» **WHAT YOU ARE ASKED TO DO**
Please write out the material below exactly as given.

Begin RECORDS TO USE

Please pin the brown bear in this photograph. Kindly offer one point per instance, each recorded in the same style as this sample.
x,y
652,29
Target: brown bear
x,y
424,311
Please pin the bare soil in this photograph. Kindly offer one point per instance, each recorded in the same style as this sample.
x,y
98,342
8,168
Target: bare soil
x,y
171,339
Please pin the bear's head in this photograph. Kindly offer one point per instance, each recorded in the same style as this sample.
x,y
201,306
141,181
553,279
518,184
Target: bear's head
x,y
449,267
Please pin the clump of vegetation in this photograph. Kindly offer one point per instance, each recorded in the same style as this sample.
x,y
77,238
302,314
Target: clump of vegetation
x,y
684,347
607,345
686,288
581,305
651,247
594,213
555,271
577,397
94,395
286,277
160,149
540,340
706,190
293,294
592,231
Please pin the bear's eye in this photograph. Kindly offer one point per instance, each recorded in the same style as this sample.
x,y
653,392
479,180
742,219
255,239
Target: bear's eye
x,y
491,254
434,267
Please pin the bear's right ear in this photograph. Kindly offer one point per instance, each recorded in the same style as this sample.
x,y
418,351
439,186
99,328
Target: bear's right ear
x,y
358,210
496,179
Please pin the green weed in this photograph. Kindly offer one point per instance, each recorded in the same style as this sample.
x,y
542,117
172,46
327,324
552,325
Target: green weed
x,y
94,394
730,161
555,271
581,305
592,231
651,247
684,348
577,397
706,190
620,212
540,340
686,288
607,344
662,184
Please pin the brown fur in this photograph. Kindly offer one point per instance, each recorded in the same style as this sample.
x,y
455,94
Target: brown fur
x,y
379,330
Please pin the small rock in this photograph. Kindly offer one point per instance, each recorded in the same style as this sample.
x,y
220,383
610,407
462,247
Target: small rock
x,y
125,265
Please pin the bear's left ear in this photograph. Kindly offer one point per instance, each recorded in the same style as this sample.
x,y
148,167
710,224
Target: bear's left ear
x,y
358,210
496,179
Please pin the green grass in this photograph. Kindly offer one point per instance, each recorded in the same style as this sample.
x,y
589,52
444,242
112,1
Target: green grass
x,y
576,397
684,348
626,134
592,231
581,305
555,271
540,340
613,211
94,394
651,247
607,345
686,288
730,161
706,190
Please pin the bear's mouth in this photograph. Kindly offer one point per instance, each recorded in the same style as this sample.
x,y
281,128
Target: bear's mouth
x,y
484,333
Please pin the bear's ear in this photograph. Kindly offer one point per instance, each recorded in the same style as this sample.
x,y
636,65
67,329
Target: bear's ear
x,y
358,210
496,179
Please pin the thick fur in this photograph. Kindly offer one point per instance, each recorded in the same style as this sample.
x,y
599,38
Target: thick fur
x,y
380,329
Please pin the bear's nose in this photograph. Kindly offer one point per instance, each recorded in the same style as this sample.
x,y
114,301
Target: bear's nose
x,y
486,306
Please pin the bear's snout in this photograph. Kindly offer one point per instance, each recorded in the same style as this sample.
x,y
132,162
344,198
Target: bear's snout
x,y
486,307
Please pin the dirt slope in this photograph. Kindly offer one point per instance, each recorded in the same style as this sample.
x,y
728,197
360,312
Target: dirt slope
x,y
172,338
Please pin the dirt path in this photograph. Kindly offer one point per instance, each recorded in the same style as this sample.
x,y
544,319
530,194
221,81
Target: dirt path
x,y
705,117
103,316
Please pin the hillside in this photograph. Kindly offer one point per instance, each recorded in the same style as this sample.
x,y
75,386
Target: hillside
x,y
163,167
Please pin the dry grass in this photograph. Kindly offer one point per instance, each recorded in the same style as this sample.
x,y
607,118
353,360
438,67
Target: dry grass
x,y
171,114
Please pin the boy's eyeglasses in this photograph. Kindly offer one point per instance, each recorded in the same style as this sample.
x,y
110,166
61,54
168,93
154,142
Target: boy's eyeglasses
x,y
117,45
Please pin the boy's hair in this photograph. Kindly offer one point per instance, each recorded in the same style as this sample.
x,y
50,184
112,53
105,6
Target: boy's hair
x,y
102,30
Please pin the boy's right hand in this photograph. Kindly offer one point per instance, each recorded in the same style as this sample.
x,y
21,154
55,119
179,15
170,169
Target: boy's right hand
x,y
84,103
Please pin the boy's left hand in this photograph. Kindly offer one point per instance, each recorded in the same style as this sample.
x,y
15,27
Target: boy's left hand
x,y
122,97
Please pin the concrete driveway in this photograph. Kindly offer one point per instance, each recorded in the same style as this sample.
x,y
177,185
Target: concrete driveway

End RECORDS TO USE

» **ANSWER TO THIS PROBLEM**
Please pin the brown bear in this photograph. Kindly offer one point per instance, each recorded in the same style as this sample.
x,y
652,29
Target: brown bear
x,y
424,311
Please pin the bare soil in this photograph. Kindly offer one point per instance, each recorded in the same style as this sample.
x,y
98,342
8,168
Target: bare soil
x,y
171,339
Please pin the bear's head in this photograph. Kindly offer one point per instance, each recorded in the same style as this sample.
x,y
201,306
141,181
553,279
518,184
Target: bear's head
x,y
449,267
Please pin the clump of vegetation in this photograph. Kindly offer one point per instance, each recorded in the same style as this sample.
x,y
77,238
302,314
Target: clump of vegetation
x,y
684,347
607,345
686,288
581,305
651,247
594,213
555,271
577,397
94,395
286,277
160,149
540,340
706,190
293,294
592,231
Please pin the bear's eye in this photograph. Kindly offer one point per instance, each recorded in the same style as this sample.
x,y
653,392
479,180
742,219
255,239
Target: bear's eye
x,y
491,254
434,267
Please pin the bear's right ear in this photograph. Kindly offer one point per instance, each recorded in the same style as this sample.
x,y
418,351
439,186
99,328
Target: bear's right ear
x,y
358,210
496,179
Please pin the green weed in this photograph. Kindly offer one point per instance, each recorded in the same style as this sample.
x,y
542,117
172,46
327,324
552,325
Target: green weed
x,y
94,394
730,161
555,271
581,305
592,231
651,247
684,348
577,397
706,190
620,212
540,340
686,288
607,344
662,184
Please pin the brown fur in this photograph. Kindly offer one point per instance, each recorded in the same style as this sample.
x,y
455,94
Target: brown fur
x,y
379,330
Please pin the small rock in this photograph. Kindly offer one point per instance, each recorded in the same style as this sample.
x,y
220,383
610,407
462,247
Target: small rock
x,y
125,265
Please pin the bear's left ear in this photograph. Kindly offer one point per instance, each recorded in the same style as this sample.
x,y
148,167
710,224
Target: bear's left ear
x,y
358,210
496,179
Please pin the green grass in this photograph. Kindly offer one point per instance, each recorded in the same style as this sample.
x,y
589,52
444,242
112,1
Target: green grass
x,y
576,397
684,348
626,134
592,231
581,305
555,271
540,340
613,211
94,394
651,247
607,345
686,288
730,161
706,190
Please pin the bear's mouth in this photograph. Kindly offer one point per instance, each recorded in the same style as this sample.
x,y
281,128
Target: bear's mouth
x,y
484,333
Please pin the bear's ear in this photograph. Kindly offer one point per instance, each recorded in the same style as this sample.
x,y
636,65
67,329
Target: bear's ear
x,y
358,210
496,179
Please pin the thick fur in this photograph. Kindly offer one point per instance, each recorded in the same style as this sample.
x,y
599,38
Target: thick fur
x,y
380,329
Please pin the bear's nose in this photograph. Kindly offer one point per instance, each recorded in the same style as this sample.
x,y
114,301
Target: bear's nose
x,y
486,306
Please pin the bear's snout in this photograph. Kindly offer one point per instance, each recorded in the same style as this sample.
x,y
132,162
344,198
Target: bear's snout
x,y
486,307
Please pin the dirt slope in this photograph. Kindly offer one point per instance, each recorded in the same style as this sample.
x,y
728,197
360,312
Target: dirt slope
x,y
172,338
Please pin the dirt path in this photograph. Kindly offer one point per instance, each recorded in the same style as this sample.
x,y
544,319
530,194
221,81
Target: dirt path
x,y
705,117
103,316
Please pin the hillside in this photograph. Kindly offer one point per instance, each recorded in the same style as this sample.
x,y
75,386
Target: hillside
x,y
163,167
Please pin the dry grass in this photograph. Kindly offer one point per instance, each recorded in the same style as this sample.
x,y
607,118
353,360
438,67
Target: dry grass
x,y
171,114
Please pin the boy's eyeglasses in this photograph. Kindly offer one point per instance, each recorded in the same style as this sample.
x,y
110,166
61,54
168,93
154,142
Target: boy's eyeglasses
x,y
117,45
Please pin the boy's hair in this photograph. Kindly offer one point per instance, each recorded in the same style as this sample.
x,y
50,184
112,53
105,6
Target: boy's hair
x,y
102,30
Please pin the boy's right hand in this photograph. Kindly offer one point per instance, each recorded in the same style as this sample.
x,y
21,154
55,119
179,15
170,169
Target: boy's right hand
x,y
84,103
Please pin the boy's left hand in this photograph. Kindly offer one point per instance, each recorded in the same style as this sample.
x,y
15,27
Target: boy's left hand
x,y
122,97
Please pin the concrete driveway in this photograph. Kindly offer one point per instance, each recorded in the same style as this sample.
x,y
177,185
Target: concrete driveway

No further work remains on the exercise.